WHAT IS ASKED
Update the material below by changing every "evaluation set" to "benchmark set" and leaving everything else as it is. Omit the pictures from your answer.

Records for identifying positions
______________________________
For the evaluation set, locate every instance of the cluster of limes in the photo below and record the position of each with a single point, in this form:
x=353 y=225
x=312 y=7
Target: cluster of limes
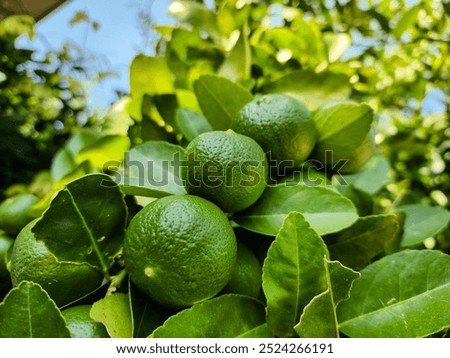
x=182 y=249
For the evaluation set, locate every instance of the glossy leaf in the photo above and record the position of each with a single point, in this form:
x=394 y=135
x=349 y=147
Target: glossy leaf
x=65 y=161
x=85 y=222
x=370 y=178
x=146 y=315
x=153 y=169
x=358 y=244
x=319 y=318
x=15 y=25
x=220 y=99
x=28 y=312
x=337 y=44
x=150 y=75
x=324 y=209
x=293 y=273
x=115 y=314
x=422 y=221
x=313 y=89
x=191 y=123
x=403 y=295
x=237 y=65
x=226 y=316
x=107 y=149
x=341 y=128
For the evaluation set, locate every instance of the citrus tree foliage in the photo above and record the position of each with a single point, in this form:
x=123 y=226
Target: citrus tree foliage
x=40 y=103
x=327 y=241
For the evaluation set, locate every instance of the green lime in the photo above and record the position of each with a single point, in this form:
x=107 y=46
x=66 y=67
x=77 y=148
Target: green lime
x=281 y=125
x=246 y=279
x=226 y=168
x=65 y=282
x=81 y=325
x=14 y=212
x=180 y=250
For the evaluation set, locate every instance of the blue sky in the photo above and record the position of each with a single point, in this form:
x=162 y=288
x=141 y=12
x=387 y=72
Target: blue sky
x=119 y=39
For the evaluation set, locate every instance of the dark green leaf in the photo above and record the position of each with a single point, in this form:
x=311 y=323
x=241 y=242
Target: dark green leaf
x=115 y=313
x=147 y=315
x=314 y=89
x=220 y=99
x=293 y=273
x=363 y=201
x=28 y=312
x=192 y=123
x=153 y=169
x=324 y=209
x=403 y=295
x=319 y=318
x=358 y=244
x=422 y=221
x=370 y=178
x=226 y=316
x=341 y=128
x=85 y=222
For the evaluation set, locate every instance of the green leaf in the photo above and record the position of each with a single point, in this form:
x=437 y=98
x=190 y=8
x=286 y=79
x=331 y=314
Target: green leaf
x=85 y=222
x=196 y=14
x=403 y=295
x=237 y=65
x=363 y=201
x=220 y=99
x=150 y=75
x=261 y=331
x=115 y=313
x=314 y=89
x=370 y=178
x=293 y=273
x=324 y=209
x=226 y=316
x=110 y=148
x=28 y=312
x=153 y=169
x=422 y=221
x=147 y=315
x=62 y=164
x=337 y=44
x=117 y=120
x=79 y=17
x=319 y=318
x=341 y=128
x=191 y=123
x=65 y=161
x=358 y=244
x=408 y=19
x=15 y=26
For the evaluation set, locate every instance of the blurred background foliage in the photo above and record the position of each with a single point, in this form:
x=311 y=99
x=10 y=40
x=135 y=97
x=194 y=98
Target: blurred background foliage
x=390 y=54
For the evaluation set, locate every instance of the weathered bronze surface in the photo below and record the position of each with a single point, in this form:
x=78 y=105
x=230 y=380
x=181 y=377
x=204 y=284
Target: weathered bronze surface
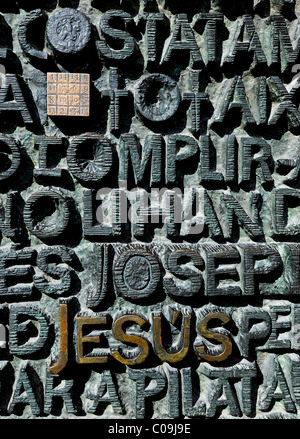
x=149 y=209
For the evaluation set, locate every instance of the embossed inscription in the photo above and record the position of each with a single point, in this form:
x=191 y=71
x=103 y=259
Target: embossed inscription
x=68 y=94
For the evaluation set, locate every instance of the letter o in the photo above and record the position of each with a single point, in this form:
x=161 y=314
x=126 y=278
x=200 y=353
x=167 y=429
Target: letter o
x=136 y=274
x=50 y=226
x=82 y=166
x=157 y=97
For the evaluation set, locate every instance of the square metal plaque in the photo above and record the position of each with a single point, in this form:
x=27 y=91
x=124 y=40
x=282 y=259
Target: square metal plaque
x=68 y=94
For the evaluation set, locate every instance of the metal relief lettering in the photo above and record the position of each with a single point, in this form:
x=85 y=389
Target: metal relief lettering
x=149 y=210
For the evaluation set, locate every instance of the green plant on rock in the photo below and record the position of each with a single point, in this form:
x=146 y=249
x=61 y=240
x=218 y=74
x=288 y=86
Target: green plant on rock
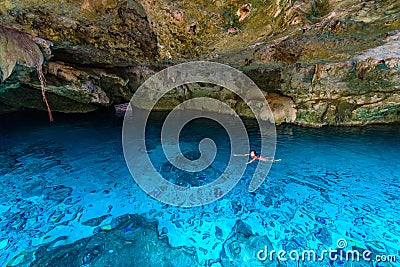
______________________________
ANSWER TO THE PROBLEM
For the benchmark set, locate every instance of the cluster of limes in the photo below and record the position of each with a single point, in this form:
x=353 y=225
x=312 y=7
Target: cluster of limes
x=182 y=249
For the benchmark set, locate every instance of the glossy leaf in the photo above and record the position of each with a single point, in this form:
x=394 y=135
x=349 y=147
Target: glossy leaf
x=65 y=161
x=85 y=222
x=370 y=178
x=146 y=315
x=153 y=169
x=358 y=244
x=319 y=318
x=15 y=25
x=220 y=99
x=28 y=312
x=337 y=44
x=150 y=75
x=324 y=209
x=293 y=273
x=115 y=314
x=422 y=221
x=313 y=89
x=191 y=123
x=403 y=295
x=237 y=65
x=226 y=316
x=107 y=149
x=341 y=128
For the benchmark set, locate every instance of the citrus tree foliage in the photo above and record the position of each with a single point, in this form:
x=123 y=226
Target: citrus tree foliage
x=40 y=103
x=327 y=241
For the benchmark set, locate every instance of the green lime in the photo above and record the position of each with a single point, in this form:
x=107 y=46
x=66 y=67
x=77 y=148
Target: green lime
x=281 y=125
x=246 y=279
x=226 y=168
x=65 y=282
x=81 y=325
x=14 y=212
x=180 y=250
For the benchmark set, locate every instance of the blue sky in the photo above and record the position of each with a single point, in this form:
x=162 y=288
x=141 y=12
x=387 y=72
Target: blue sky
x=119 y=39
For the benchmark set, locate every instance of the dark green leaf in the photo above and record the position of each with a single point, in this form:
x=311 y=323
x=241 y=242
Target: dark green leaf
x=115 y=313
x=147 y=315
x=314 y=89
x=220 y=99
x=293 y=273
x=363 y=201
x=28 y=312
x=192 y=123
x=153 y=169
x=324 y=209
x=403 y=295
x=319 y=318
x=358 y=244
x=422 y=221
x=370 y=178
x=226 y=316
x=341 y=128
x=85 y=222
For the benchmark set, locate every instance of the green leaf in the photo above and record the position of each with a single point, in this form:
x=437 y=98
x=190 y=8
x=286 y=79
x=331 y=314
Target: green leaf
x=85 y=222
x=196 y=14
x=403 y=295
x=237 y=65
x=363 y=201
x=220 y=99
x=150 y=75
x=261 y=331
x=115 y=313
x=314 y=89
x=370 y=178
x=293 y=273
x=324 y=209
x=226 y=316
x=110 y=148
x=28 y=312
x=153 y=169
x=422 y=221
x=147 y=315
x=62 y=164
x=337 y=44
x=117 y=120
x=79 y=17
x=319 y=318
x=341 y=128
x=191 y=123
x=65 y=161
x=358 y=244
x=408 y=19
x=15 y=26
For the benchmark set, locate every instance of the blurred background foliage in the photo above and record the position of each with a single point, in this form:
x=311 y=99
x=10 y=40
x=135 y=97
x=194 y=98
Target: blurred background foliage
x=390 y=54
For the benchmark set, locate every instance of the weathered bronze surface in the photo below and record the position of each with a single point, in this form:
x=78 y=105
x=230 y=380
x=181 y=377
x=204 y=284
Target: weathered bronze surface
x=149 y=209
For the benchmark set, locate every instance of the embossed inscription in the photo above and record the position of each with a single point, in this form:
x=191 y=71
x=103 y=259
Target: embossed inscription
x=68 y=94
For the benchmark set, locate every instance of the letter o in the photo above and record the position of each with a single point, in this form:
x=161 y=314
x=126 y=278
x=200 y=353
x=167 y=429
Target: letter o
x=136 y=274
x=50 y=226
x=82 y=166
x=157 y=97
For the benchmark set, locate every instance of the square metal plaque in the photo above and record the position of each with a single point, in this form:
x=27 y=91
x=124 y=40
x=282 y=259
Target: square metal plaque
x=68 y=94
For the benchmark set, locate every instance of the metal relief lettering in the photo above and record the position of each with a single point, in this form:
x=85 y=389
Target: metal relief lettering
x=149 y=210
For the benchmark set, locate every instance of the green plant on rock in the photo below and record the position of each with a single point, in this form:
x=146 y=249
x=61 y=240
x=218 y=74
x=288 y=86
Target: green plant on rock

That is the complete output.